**Text to read**.
I often go up to St. Beuno’s up in the hills near Tremeirchion.  A wonderful place to go.  They have a delightful labyrinth set out in the garden and a little chapel up on a hill quiet, away from everything.  You can spend a quiet day week month or ever three months there.  They even provide space for three month silent retreats.
I remember going once with a group for a day – though I forget the speaker or even the subject.  Obviously that made a great impression on me.  We enjoyed lunch and the grounds and the sunshine and came away.  Some other people had arrived that day.  they had arrived for a three month silent retreat.  They were only allowed to speak once a week to a mentor about how it is going through the week to share any problems.  When we were there for the first time they were really unsure of themselves.  Most of them had not been there before, they didn’t know where everything was, and were really unsure of what was ahead of them.

I remember going back for another day and they were half way through or three quarters through their retreat.  You could see the difference immediately they knew their surroundings.  Mealtimes were hilarious for the outsider looking in because routine had taken over.  Things that were at set times were extremely important.  The walls of the centre had become so very familiar encompassing them.  So their routine and day to day life was familiar, that was what they knew.  I wish I had gone back at the end of their retreat when they were ready to leave because I wonder whether they would have wanted to leave?  They had spent three months in this place, pretty much cut off from the world around them no contact with other people, no communication.  They certainly had been anxious, then they were used to the place, So I wonder whether they would have wanted to leave by the end.  In the film Shawshank Redemption there is another inmate called Brookes Halten.  Half way or so through the film we see Brookes with a knife to the throat of another prisoner.  He has been given parole after 50 years.  He wants to cut the other prisoners throat so that they won’t send him on parole.  He wants to stay in the prison because it has become home.  It has become so familiar that he doesn’t want to go out.  He is an important man in the prison, an elder statesman, a librarian.  He’s looked up to and given respect.  Yet, outside the prison, Red reflects, he probably couldn’t even get a library card because of where he has come from.  He doesn’t want to leave.  Is it going to be like that at the end of lent?  So enclosed by what we have built around ourselves we don’t want to leave Lent has become familiar.  I think we do this in the Church all too often and frequently.  We find ourselves enclosed and familiar and it is very hard to step outside.  When you do, what is the world outside like?  For Brookes, the world outside was too much, he couldn’t take it.  It was so different from what he knew before that sadly he took his own life and he couldn’t understand why the world had changed so much.  He had been enclosed.  He had not seen the world for 50 years.  Fortunately for us lent isn’t 50 years, it’s only 40 days.  Jesus only spent 40 days in the wilderness and came out transformed.  He had taken something in with him.  Something which Brookes didn’t have and its something that someone who did go into that Prison did have.  And he is the subject of the next sermon.
If we have the hope that Easter brings when we enter into Lent we can do all things with a joyful step.

**What to work on**.
1. Decide whether each statement agrees with the passage about St. Beuno's and Lent, giving yes or no and quoting the exact words of the passage that settle it: (a) Those on the silent retreat could speak to a mentor once a day. (b) Brookes Halten was given parole after 50 years. (c) The writer went back at the end of the retreat.
2. Print the stretch of the passage about St. Beuno's and Lent from "I often go up" through "month silent retreats.", word for word.

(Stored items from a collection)
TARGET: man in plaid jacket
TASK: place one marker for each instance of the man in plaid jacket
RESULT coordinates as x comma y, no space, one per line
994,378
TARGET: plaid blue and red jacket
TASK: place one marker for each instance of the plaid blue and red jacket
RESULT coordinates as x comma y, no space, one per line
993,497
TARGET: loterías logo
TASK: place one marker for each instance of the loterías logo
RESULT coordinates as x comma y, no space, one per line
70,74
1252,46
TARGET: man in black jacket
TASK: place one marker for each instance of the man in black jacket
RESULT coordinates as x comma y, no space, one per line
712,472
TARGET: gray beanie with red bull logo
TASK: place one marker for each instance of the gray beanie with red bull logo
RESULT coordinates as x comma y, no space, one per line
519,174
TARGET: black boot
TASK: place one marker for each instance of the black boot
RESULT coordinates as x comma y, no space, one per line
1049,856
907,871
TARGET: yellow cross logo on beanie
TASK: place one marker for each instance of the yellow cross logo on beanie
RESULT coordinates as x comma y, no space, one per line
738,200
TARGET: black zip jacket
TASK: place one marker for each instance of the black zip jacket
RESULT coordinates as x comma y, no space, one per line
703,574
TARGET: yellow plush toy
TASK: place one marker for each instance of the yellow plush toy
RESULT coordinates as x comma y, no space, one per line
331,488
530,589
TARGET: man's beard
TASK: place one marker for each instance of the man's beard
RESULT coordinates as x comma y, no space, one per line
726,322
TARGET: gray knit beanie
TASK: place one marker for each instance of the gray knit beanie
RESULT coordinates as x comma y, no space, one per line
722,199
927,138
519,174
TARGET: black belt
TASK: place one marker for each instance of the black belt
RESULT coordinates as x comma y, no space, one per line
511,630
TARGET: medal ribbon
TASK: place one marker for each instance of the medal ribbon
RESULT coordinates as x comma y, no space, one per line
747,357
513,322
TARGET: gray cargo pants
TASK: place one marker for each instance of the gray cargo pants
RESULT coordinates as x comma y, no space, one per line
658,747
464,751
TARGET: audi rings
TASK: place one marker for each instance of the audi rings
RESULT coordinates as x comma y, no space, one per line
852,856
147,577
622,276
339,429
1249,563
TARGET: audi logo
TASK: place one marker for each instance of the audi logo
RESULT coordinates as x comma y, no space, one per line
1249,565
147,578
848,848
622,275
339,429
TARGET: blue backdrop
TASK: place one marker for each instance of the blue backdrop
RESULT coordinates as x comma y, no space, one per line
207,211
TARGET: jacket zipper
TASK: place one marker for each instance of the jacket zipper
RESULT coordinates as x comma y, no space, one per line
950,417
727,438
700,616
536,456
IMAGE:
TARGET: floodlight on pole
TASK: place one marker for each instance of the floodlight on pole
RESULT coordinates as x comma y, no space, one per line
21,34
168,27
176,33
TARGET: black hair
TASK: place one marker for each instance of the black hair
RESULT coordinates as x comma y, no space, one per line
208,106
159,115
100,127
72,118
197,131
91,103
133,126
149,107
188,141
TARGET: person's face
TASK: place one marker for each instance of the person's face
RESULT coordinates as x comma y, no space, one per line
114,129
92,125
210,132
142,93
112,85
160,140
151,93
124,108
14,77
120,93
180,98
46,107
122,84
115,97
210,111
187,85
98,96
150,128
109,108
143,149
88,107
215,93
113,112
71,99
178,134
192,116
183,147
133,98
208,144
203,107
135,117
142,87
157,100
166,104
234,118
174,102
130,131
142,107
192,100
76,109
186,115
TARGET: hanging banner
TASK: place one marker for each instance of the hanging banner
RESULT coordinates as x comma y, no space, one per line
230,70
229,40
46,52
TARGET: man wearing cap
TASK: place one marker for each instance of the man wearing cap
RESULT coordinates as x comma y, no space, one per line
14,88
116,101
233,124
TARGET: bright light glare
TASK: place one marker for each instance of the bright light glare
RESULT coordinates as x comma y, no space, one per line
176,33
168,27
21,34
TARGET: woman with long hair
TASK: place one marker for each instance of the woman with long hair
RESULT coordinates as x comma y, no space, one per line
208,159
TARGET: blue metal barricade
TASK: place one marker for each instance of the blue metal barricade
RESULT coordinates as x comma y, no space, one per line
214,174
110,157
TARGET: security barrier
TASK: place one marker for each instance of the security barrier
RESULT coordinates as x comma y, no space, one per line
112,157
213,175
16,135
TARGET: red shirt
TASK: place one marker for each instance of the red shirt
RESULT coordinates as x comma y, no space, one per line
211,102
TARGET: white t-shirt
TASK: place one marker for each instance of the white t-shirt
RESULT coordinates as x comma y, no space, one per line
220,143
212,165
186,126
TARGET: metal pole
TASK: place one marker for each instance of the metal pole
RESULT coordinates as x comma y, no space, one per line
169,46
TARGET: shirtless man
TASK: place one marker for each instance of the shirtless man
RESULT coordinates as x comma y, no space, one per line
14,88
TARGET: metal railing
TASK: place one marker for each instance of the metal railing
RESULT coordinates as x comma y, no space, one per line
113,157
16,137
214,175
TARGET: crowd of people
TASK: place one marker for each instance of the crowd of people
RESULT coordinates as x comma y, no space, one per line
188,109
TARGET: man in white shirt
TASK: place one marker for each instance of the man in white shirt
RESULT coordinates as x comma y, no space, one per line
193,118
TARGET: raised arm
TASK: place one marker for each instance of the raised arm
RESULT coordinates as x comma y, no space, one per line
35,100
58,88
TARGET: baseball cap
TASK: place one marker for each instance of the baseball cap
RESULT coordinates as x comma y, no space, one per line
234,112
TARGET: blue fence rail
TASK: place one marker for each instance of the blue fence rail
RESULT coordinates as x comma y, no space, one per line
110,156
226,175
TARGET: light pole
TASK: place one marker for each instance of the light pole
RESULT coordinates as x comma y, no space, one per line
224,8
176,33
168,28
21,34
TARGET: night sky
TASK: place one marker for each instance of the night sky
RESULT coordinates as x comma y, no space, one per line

* * *

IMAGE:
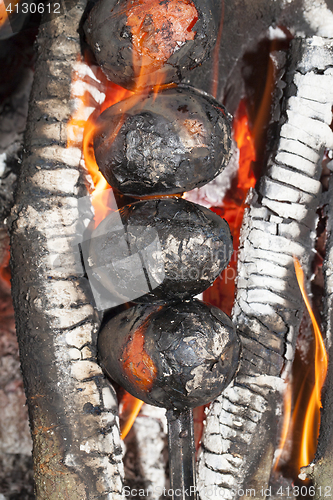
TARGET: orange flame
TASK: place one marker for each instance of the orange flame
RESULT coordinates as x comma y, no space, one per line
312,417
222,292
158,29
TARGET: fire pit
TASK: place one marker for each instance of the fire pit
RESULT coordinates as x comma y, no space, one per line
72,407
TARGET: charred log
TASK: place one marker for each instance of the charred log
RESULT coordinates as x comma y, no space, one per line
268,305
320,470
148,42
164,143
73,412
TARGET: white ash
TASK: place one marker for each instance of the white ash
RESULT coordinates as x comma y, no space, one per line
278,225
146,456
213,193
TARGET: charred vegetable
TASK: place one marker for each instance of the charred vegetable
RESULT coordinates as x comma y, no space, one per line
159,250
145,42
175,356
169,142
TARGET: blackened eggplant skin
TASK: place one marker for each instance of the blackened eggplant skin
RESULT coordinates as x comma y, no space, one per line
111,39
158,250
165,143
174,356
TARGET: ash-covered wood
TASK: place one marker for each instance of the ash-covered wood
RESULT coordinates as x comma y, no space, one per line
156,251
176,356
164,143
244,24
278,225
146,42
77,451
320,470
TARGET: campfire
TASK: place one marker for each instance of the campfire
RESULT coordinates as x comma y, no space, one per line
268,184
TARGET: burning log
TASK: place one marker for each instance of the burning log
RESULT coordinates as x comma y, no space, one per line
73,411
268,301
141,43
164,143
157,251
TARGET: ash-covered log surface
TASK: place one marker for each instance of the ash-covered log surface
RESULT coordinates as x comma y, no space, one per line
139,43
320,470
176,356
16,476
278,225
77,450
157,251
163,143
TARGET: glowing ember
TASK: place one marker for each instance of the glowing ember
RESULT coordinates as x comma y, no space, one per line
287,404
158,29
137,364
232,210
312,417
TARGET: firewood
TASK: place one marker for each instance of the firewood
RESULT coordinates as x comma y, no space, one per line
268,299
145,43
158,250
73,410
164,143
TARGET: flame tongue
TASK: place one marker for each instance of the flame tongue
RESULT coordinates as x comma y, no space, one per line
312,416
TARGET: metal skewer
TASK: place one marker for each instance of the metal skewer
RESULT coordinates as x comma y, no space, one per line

**Solved problems**.
1.
(a) No: "They were only allowed to speak once a week to a mentor"
(b) Yes: "He has been given parole after 50 years."
(c) No: "I wish I had gone back at the end of their retreat when they were ready to leave"

2.
I often go up to St. Beuno’s up in the hills near Tremeirchion.  A wonderful place to go.  They have a delightful labyrinth set out in the garden and a little chapel up on a hill quiet, away from everything.  You can spend a quiet day week month or ever three months there.  They even provide space for three month silent retreats.